What you need to do =>
Nothing should be left out: output all of the entries exactly.

*** Data section ***

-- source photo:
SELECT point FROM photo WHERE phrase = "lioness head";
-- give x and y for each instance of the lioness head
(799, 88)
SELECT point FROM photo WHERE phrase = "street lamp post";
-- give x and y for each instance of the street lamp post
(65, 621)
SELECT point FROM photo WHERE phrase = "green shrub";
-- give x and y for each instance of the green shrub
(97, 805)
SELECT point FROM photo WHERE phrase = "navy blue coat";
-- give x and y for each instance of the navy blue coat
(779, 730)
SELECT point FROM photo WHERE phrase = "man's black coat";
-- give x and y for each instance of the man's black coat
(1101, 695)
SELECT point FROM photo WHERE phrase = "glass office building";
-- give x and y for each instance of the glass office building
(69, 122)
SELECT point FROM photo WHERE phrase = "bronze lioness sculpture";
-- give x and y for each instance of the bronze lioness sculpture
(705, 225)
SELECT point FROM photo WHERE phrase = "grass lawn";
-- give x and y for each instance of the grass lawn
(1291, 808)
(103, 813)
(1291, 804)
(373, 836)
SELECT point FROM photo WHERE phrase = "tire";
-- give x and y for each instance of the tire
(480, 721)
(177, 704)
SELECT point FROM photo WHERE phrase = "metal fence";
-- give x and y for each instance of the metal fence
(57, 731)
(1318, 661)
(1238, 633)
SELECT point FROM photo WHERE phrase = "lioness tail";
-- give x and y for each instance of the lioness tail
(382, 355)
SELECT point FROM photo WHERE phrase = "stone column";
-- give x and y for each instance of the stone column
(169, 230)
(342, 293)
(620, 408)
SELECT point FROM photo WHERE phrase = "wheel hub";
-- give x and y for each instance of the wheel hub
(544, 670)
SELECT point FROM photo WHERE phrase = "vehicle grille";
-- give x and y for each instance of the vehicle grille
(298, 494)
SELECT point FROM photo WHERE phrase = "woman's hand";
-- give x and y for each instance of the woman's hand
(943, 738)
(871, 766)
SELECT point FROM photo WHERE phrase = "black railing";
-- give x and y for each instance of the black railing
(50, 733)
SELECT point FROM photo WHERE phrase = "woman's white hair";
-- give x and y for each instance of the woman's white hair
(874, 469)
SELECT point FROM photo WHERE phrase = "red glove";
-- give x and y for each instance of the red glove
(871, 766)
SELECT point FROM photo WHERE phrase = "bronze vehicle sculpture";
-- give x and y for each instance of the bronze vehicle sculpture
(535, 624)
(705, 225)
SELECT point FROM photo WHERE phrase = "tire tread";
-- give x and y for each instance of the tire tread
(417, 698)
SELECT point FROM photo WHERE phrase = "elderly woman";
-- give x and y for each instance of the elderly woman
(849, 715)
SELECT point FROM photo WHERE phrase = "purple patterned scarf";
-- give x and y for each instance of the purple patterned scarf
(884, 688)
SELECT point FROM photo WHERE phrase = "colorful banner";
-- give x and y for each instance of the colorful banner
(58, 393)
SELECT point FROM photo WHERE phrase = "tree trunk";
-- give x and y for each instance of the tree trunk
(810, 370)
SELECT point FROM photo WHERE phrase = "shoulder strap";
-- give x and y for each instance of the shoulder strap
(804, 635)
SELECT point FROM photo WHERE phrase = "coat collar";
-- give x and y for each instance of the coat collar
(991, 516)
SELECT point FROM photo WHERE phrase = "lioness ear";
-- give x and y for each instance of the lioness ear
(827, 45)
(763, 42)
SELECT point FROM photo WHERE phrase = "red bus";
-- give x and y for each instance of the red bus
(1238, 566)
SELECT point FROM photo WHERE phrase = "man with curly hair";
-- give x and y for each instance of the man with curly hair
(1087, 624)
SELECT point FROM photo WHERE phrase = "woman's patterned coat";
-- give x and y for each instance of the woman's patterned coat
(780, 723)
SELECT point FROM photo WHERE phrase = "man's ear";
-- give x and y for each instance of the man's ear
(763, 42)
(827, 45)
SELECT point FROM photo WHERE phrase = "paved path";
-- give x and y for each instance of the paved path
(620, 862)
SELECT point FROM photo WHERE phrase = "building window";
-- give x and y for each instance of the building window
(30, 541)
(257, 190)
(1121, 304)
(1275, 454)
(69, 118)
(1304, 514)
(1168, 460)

***

Task answer =>
-- source photo:
SELECT point FROM photo WHERE phrase = "lioness head";
-- give x and y for each instance of the lioness head
(799, 88)
SELECT point FROM photo WHERE phrase = "street lamp post";
-- give x and y for each instance of the street lamp post
(65, 621)
SELECT point FROM photo WHERE phrase = "green shrub";
-- give x and y for each instance of the green shrub
(97, 805)
SELECT point FROM photo WHERE phrase = "navy blue coat";
-- give x and y for each instance of the navy blue coat
(779, 730)
SELECT point FROM photo WHERE phrase = "man's black coat";
-- give x and y for each instance of the man's black coat
(1101, 695)
SELECT point FROM photo WHERE phrase = "glass office building";
-- give x and y for each instance of the glass office building
(69, 122)
SELECT point FROM photo WHERE phrase = "bronze lioness sculpture";
-- give x and y for each instance of the bronze lioness sculpture
(705, 225)
SELECT point FROM photo WHERE phrase = "grass lawn";
-- give x and y for each instance of the grass lawn
(1291, 808)
(103, 813)
(1291, 804)
(373, 836)
SELECT point FROM photo WHERE phrase = "tire";
-- give x and y for each instance of the tire
(480, 721)
(177, 704)
SELECT point FROM photo WHERE phrase = "metal fence";
-- give x and y for each instance of the metal fence
(57, 731)
(1318, 661)
(1238, 633)
SELECT point FROM photo WHERE phrase = "lioness tail";
-- give x and y for each instance of the lioness tail
(382, 355)
SELECT point FROM photo WHERE phrase = "stone column";
-- give x and y for each instance of the stone column
(169, 230)
(342, 293)
(620, 408)
SELECT point FROM photo WHERE phrase = "wheel hub";
-- give x and y for each instance of the wheel hub
(544, 670)
SELECT point FROM photo WHERE phrase = "vehicle grille";
-- give x and y for each instance of the vehicle grille
(298, 494)
SELECT point FROM photo WHERE phrase = "woman's hand";
-- give x and y for each instance of the woman's hand
(943, 738)
(871, 766)
SELECT point FROM photo WHERE phrase = "black railing";
-- give x and y for each instance of the black railing
(50, 733)
SELECT point FROM photo WHERE phrase = "woman's white hair";
-- give x and y for each instance of the woman's white hair
(874, 469)
SELECT point FROM photo WHERE phrase = "red glove";
-- give x and y for each instance of the red glove
(871, 766)
SELECT point FROM photo WHERE phrase = "bronze vehicle sculpture";
-- give x and y for each instance of the bronze vehicle sculpture
(535, 624)
(705, 225)
SELECT point FROM photo WHERE phrase = "tire tread";
-- give x and y for each instance of the tire tread
(417, 698)
SELECT point FROM photo WHERE phrase = "elderly woman";
-- give x and y for each instance of the elderly woman
(849, 715)
SELECT point FROM photo WHERE phrase = "purple patterned scarf";
-- give x and y for each instance of the purple patterned scarf
(884, 688)
SELECT point FROM photo WHERE phrase = "colorful banner";
-- give x and y for each instance of the colorful banner
(58, 393)
SELECT point FROM photo WHERE phrase = "tree trunk";
-- give x and y for each instance of the tree trunk
(810, 370)
SELECT point FROM photo WHERE phrase = "shoulder strap";
-- give x and y for each instance of the shoulder strap
(804, 635)
SELECT point FROM photo WHERE phrase = "coat collar";
-- give x and y for each instance of the coat collar
(991, 516)
SELECT point FROM photo WHERE phrase = "lioness ear";
-- give x and y for each instance of the lioness ear
(827, 45)
(763, 42)
SELECT point FROM photo WHERE phrase = "red bus";
-- give x and y for each instance of the red bus
(1238, 566)
SELECT point FROM photo WHERE phrase = "man with curly hair";
-- give x and y for each instance of the man with curly hair
(1087, 624)
SELECT point FROM photo WHERE phrase = "woman's patterned coat";
-- give x and y for each instance of the woman's patterned coat
(780, 723)
SELECT point FROM photo WHERE phrase = "man's ear";
-- give x and y for each instance of the man's ear
(763, 42)
(827, 45)
SELECT point FROM photo WHERE phrase = "paved path";
-- give x and y for each instance of the paved path
(620, 862)
SELECT point FROM photo WHERE phrase = "building window";
-- give x and y for each instance of the building window
(30, 541)
(257, 190)
(1121, 304)
(1275, 454)
(69, 118)
(1304, 514)
(1168, 460)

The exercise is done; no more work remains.